------ Selected extract

2023 was the final season using the Dallara F2 2018 chassis which debuted in the 2018 season. Starting in 2024, a new chassis will be introduced.

== Entries ==
The following teams and drivers were under contract to compete in the 2023 Formula 2 Championship. As the championship was a spec series, all teams competed with an identical Dallara F2 2018 chassis with a V6 turbo engine developed by Mecachrome. All teams competed with tyres supplied by Pirelli.

Entrant: No.; Driver name; Rounds
NLD MP Motorsport: 1; NOR Dennis Hauger; All
2: IND Jehan Daruvala; 1–12
ARG Franco Colapinto: 13
GBR Rodin Carlin: 3; BAR Zane Maloney; All
4: BRA Enzo Fittipaldi; All
FRA ART Grand Prix: 5; FRA Théo Pourchaire; All
6: FRA Victor Martins; All
ITA Prema Racing: 7; DNK Frederik Vesti; All
8: GBR Oliver Bearman; All
GBR Hitech Pulse-Eight: 9; USA Jak Crawford; All
10: FRA Isack Hadjar; All
FRA DAMS: 11; JPN Ayumu Iwasa; All
12: MCO Arthur Leclerc; All
GBR Invicta Virtuosi Racing: 14; AUS Jack Doohan; All
15: BEL Amaury Cordeel; All
DEU PHM Racing by Charouz (1–12) DEU PHM Racing (13): 16; ISR Roy Nissany; All
17: USA Brad Benavides; 1–9
GBR Josh Mason: 10–13
ITA Trident: 20; CZE Roman Staněk; All
21: FRA Clément Novalak; 1–12
EST Paul Aron: 13
NLD Van Amersfoort Racing: 22; NLD Richard Verschoor; All
23: USA Juan Manuel Correa; All
ESP Campos Racing: 24; IND Kush Maini; All
25: CHE Ralph Boschung; All
Source:

=== Team changes ===
German Formula 4 team PHM Racing took over the entry and assets of Charouz Racing System at the end of the 2022 season, and ran in cooperation with the Czech squad under the PHM Racing by Charouz moniker.

------------

Written request:
Can you print the Formula 2 text word for word, from "2023 was the" to "supplied by Pirelli."?

------ Entries supplied

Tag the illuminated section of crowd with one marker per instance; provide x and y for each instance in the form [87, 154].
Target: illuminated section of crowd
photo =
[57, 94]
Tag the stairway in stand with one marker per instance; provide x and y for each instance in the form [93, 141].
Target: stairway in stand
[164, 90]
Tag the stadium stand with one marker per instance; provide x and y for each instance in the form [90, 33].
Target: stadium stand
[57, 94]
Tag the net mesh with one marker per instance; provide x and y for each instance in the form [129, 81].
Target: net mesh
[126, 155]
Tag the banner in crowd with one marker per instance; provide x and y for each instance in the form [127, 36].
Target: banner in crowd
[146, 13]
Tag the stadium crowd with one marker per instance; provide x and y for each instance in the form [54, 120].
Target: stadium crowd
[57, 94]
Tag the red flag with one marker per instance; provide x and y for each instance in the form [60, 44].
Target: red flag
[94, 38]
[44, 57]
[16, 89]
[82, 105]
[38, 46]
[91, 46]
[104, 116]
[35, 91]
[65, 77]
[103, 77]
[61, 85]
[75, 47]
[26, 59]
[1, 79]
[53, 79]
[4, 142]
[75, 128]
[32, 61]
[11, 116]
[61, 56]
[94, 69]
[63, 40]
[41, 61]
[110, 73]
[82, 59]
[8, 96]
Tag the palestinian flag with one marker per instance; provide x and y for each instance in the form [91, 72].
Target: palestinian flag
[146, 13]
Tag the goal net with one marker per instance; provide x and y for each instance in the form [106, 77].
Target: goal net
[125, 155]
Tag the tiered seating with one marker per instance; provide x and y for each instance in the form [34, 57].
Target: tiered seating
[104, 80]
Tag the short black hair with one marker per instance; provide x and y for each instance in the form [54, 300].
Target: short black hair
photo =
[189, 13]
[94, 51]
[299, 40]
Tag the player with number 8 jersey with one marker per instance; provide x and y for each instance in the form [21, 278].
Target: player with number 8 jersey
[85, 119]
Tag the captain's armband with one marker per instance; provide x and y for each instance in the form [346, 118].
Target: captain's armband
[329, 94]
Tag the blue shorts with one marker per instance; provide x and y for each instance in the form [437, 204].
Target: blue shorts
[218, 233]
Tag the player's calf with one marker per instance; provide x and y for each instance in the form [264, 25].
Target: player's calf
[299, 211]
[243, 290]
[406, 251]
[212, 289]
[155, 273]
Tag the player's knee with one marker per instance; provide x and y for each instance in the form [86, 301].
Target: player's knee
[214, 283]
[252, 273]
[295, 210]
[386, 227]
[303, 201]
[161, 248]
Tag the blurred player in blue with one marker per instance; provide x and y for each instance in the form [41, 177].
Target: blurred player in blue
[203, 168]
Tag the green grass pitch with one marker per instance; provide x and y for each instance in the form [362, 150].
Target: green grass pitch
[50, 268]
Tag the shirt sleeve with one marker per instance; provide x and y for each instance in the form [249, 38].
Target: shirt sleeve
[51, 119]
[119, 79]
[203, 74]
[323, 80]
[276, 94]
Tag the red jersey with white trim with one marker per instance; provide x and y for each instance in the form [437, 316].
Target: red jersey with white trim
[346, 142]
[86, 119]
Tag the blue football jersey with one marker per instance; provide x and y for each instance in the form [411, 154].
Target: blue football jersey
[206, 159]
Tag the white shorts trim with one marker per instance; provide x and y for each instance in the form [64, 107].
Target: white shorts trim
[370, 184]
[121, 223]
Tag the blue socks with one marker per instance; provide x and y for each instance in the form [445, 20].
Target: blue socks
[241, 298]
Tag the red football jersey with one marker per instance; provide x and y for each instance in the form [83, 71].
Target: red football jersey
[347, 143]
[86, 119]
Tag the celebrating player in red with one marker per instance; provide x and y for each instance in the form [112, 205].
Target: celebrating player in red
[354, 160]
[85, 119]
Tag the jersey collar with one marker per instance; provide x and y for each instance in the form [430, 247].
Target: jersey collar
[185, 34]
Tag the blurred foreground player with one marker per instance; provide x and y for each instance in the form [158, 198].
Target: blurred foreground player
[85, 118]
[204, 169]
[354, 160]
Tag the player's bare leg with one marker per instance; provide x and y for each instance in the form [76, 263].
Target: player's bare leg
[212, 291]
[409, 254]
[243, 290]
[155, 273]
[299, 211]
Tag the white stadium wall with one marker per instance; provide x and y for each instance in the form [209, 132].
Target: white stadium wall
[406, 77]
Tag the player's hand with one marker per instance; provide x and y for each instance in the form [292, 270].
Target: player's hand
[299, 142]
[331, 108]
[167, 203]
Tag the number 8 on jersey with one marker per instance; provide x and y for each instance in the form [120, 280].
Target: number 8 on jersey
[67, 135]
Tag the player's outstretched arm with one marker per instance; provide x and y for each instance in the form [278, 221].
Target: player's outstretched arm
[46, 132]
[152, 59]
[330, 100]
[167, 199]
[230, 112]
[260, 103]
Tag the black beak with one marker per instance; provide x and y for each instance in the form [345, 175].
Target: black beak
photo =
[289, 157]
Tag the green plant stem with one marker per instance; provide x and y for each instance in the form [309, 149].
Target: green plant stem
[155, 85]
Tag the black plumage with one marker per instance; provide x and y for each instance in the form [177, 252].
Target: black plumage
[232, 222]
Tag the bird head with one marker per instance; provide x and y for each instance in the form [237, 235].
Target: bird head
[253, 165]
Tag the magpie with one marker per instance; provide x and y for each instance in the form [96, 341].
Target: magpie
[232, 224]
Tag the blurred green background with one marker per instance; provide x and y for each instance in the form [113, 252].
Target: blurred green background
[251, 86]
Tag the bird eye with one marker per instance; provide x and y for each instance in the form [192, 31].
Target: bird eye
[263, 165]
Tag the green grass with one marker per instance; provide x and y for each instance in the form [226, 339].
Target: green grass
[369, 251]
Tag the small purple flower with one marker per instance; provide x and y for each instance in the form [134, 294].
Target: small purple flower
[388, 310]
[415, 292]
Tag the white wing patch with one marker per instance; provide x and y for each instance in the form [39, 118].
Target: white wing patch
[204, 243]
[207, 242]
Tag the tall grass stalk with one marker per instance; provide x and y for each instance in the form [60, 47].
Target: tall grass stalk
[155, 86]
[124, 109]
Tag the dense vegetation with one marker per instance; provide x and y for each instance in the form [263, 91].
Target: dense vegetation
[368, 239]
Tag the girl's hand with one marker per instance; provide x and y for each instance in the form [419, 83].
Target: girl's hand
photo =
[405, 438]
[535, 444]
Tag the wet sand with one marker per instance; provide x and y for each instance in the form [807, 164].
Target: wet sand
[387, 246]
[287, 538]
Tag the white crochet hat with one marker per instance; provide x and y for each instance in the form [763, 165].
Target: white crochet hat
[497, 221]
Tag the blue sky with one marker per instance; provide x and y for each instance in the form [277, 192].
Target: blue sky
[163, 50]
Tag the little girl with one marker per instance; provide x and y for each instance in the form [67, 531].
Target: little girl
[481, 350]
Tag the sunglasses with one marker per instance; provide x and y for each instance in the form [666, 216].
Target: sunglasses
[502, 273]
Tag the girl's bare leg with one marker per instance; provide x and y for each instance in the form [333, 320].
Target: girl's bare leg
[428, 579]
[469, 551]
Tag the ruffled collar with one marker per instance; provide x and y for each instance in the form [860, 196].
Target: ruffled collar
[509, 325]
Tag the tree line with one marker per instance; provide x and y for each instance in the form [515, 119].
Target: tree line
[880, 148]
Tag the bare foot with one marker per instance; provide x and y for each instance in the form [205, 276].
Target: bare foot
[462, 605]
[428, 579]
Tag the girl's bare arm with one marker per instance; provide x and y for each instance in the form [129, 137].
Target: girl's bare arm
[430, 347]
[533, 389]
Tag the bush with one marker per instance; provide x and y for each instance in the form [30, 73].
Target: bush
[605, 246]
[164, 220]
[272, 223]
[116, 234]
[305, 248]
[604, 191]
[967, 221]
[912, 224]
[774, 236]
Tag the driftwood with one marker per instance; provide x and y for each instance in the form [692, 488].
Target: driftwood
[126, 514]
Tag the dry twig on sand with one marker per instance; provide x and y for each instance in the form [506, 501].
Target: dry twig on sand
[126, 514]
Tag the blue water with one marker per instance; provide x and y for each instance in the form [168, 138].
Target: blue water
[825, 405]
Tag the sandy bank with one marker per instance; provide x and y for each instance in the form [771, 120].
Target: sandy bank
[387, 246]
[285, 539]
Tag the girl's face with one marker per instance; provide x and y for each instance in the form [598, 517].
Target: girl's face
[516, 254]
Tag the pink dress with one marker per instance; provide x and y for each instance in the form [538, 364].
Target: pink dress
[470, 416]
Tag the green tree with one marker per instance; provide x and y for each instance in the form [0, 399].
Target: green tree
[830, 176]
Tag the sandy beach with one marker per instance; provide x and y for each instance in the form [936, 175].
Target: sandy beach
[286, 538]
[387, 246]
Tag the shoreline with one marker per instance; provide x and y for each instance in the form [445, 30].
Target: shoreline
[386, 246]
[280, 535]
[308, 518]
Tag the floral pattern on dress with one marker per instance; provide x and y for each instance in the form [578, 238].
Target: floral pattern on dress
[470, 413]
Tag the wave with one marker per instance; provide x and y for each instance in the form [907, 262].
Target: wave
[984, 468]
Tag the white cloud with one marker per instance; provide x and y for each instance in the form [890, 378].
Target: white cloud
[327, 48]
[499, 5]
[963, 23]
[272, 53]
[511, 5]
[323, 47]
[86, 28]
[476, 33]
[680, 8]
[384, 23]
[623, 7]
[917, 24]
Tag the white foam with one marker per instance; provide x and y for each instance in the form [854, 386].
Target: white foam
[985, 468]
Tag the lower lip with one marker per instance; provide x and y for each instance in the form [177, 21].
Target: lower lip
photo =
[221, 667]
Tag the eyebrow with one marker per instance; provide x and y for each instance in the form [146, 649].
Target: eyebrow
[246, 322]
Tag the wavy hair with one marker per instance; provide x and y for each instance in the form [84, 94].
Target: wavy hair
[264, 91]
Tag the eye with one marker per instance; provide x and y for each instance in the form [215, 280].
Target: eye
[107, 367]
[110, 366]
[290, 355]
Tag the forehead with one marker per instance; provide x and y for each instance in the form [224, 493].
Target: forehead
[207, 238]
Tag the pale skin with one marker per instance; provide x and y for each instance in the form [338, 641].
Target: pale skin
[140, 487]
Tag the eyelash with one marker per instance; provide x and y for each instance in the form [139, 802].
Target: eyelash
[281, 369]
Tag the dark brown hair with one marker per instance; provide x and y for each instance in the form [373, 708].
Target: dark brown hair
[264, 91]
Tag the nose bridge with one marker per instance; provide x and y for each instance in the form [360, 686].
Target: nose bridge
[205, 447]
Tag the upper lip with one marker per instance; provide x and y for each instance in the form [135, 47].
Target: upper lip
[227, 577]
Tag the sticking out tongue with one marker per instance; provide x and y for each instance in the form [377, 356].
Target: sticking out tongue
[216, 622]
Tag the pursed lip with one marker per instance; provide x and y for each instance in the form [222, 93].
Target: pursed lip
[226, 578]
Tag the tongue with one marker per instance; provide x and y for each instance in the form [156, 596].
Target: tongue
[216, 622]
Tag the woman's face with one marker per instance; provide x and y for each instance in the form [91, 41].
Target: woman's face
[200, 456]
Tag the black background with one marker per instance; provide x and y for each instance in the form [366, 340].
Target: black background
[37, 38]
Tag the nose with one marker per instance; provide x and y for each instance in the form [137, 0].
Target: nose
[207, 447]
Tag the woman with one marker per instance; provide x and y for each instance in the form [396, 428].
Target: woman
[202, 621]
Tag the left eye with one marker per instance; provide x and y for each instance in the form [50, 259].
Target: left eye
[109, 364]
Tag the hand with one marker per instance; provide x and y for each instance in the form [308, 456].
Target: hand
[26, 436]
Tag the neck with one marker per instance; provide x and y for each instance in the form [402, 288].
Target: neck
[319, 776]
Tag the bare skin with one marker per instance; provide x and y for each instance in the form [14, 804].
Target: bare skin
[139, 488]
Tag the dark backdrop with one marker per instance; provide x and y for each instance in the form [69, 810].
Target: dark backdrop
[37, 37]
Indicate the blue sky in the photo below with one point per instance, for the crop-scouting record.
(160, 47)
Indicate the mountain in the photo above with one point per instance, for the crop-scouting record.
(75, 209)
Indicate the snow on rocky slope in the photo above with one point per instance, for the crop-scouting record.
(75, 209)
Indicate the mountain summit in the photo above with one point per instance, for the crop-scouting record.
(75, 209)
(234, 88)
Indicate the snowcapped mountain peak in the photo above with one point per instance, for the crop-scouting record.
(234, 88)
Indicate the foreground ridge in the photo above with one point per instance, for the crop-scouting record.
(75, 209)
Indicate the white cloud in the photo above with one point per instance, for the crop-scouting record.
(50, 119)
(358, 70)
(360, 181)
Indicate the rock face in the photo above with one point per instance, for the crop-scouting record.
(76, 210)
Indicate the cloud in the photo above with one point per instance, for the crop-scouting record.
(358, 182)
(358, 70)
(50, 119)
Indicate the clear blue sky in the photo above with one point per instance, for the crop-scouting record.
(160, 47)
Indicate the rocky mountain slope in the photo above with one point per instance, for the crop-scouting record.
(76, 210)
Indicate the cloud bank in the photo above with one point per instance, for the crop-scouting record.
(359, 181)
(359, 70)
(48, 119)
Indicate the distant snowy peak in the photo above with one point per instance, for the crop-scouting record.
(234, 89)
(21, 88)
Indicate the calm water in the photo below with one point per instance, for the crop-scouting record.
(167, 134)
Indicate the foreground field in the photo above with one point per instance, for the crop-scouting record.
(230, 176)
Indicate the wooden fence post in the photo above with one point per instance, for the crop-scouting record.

------------

Expected answer:
2023 was the final season using the Dallara F2 2018 chassis which debuted in the 2018 season. Starting in 2024, a new chassis will be introduced.

== Entries ==
The following teams and drivers were under contract to compete in the 2023 Formula 2 Championship. As the championship was a spec series, all teams competed with an identical Dallara F2 2018 chassis with a V6 turbo engine developed by Mecachrome. All teams competed with tyres supplied by Pirelli.